[Records excerpted from a collection]
▬▬▬▬▬▬

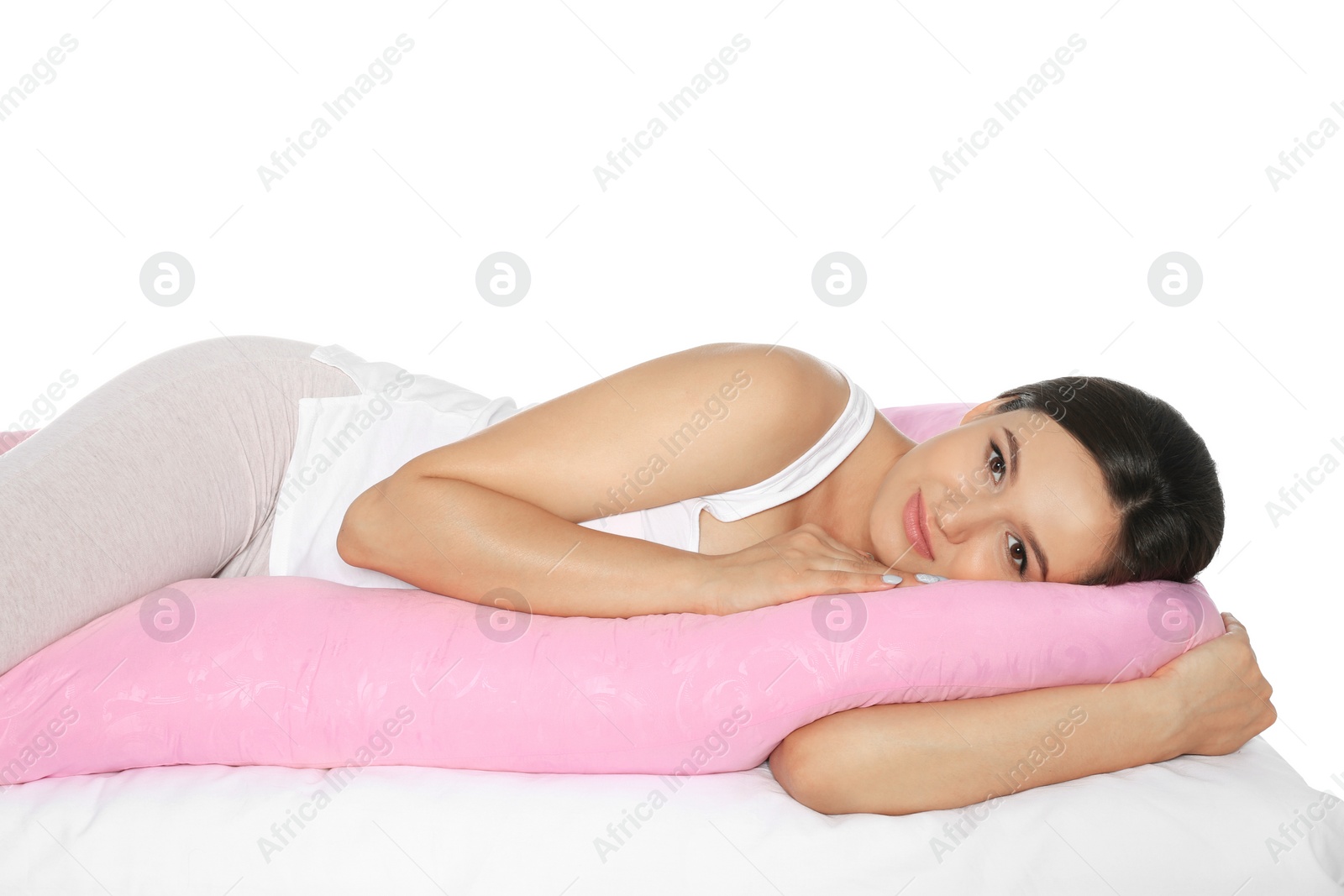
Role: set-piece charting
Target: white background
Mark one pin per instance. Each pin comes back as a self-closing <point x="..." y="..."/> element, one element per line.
<point x="1032" y="264"/>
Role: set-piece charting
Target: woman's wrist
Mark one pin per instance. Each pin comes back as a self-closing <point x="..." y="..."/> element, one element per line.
<point x="1168" y="714"/>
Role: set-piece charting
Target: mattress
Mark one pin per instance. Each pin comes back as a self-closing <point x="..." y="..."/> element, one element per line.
<point x="1191" y="825"/>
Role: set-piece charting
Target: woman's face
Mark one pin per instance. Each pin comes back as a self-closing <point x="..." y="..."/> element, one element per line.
<point x="1032" y="511"/>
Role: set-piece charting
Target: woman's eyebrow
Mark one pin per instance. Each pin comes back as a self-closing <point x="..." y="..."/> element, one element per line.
<point x="1026" y="530"/>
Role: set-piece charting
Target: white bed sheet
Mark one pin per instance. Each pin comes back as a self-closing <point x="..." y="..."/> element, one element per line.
<point x="1189" y="826"/>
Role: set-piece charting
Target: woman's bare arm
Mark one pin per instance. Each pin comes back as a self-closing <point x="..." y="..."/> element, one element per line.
<point x="905" y="758"/>
<point x="501" y="508"/>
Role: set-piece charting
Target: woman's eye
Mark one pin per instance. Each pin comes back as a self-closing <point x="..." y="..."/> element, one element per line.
<point x="1021" y="562"/>
<point x="995" y="457"/>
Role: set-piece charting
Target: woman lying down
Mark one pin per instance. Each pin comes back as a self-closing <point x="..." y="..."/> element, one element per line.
<point x="796" y="486"/>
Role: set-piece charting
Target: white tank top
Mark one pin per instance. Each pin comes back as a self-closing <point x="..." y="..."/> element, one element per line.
<point x="349" y="443"/>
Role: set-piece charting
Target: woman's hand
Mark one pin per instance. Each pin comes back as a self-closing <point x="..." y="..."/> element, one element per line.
<point x="1221" y="696"/>
<point x="793" y="564"/>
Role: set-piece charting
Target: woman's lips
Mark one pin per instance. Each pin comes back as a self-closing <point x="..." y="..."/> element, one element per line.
<point x="917" y="531"/>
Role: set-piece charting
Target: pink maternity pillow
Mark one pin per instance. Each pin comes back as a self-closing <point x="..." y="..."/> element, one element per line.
<point x="293" y="671"/>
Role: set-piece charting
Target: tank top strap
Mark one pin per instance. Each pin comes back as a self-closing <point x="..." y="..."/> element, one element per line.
<point x="806" y="472"/>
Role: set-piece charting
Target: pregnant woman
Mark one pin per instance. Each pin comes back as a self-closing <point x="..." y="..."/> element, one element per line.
<point x="716" y="479"/>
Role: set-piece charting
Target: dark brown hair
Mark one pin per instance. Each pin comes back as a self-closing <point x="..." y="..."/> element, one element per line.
<point x="1159" y="474"/>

▬▬▬▬▬▬

- _What to work on_: Retype exactly the lines of the data above that fall between the line with "Target: mattress" and the line with "Target: white tank top", inclusive, and add nothing.

- _Response_:
Target: mattress
Mark one pin per instance. Each pin comes back as a self-closing <point x="..." y="..."/> element, one element per line.
<point x="1191" y="825"/>
Role: set-piece charting
Target: woman's face
Mark one pin per instance. Each pin comes back as a self-closing <point x="..." y="..."/> element, one element per line.
<point x="1032" y="511"/>
Role: set-piece charting
Target: woman's eyebrow
Mark one pin per instance. Each pin comes back as a self-closing <point x="..." y="..."/> element, one element per line.
<point x="1026" y="530"/>
Role: set-piece charting
Target: white bed sheet
Mark one pin per instance. Each pin comes back as a self-closing <point x="..." y="..."/> element, one element per line.
<point x="1189" y="826"/>
Role: set-piece charting
Target: woman's bare arm
Mark one pin per instance. Each pin comes back as a self-closing <point x="..." y="..."/> element, one element per line.
<point x="905" y="758"/>
<point x="501" y="508"/>
Role: set-piece charting
Target: woman's eye
Mark one pin per instance. Each pin comes back as a self-closing <point x="..." y="..."/> element, one element per line.
<point x="1021" y="562"/>
<point x="995" y="457"/>
Role: set-piece charting
Target: woman lying down
Mark one pin per instance. Each pin comes back as a self-closing <point x="..." y="..."/> element, one element per line.
<point x="796" y="486"/>
Role: set-piece charting
Target: white tank top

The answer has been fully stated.